Work to do - Extract, verbatim, all lines starting at the one containing "the red and" and ending with the final line of the listing, and no others.

Data -
--- BEGIN ---

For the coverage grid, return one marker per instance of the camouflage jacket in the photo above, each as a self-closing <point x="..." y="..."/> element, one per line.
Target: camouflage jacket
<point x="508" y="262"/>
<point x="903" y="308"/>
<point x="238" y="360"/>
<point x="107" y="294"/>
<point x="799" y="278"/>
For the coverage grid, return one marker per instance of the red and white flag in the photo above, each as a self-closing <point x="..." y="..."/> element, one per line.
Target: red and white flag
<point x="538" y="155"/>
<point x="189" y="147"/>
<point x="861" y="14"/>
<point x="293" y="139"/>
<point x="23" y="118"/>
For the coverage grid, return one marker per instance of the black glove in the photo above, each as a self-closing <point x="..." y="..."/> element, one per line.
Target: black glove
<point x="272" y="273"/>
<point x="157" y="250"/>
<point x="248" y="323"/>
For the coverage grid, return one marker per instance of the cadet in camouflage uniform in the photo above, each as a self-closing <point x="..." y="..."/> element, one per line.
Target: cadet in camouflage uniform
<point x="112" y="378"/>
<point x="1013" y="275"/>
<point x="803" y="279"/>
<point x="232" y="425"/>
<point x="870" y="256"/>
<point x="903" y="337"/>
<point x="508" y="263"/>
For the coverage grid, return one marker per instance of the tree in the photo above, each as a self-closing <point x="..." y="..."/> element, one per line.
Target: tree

--- END ---

Task solution -
For the coverage grid, return one marker per instance of the red and white flag in the photo above, each as a self-closing <point x="..." y="..."/> element, one per line.
Target: red and white flag
<point x="538" y="155"/>
<point x="189" y="147"/>
<point x="861" y="14"/>
<point x="293" y="139"/>
<point x="23" y="118"/>
For the coverage grid, return one marker per instance of the black glove in the photo above, each as a self-closing <point x="..." y="..."/> element, one per line.
Target: black glove
<point x="272" y="273"/>
<point x="157" y="250"/>
<point x="248" y="323"/>
For the coverage grid, return one marker per instance of the cadet in camouflage uniform in the photo above, each as a self-closing <point x="..." y="..."/> element, one per line.
Target: cadet in camouflage uniform
<point x="112" y="378"/>
<point x="1013" y="275"/>
<point x="803" y="279"/>
<point x="232" y="425"/>
<point x="870" y="256"/>
<point x="903" y="337"/>
<point x="508" y="263"/>
For the coverage grid, return one marker per instance of the tree in the photo above, each as a self-closing <point x="..." y="..."/> element, one per line.
Target: tree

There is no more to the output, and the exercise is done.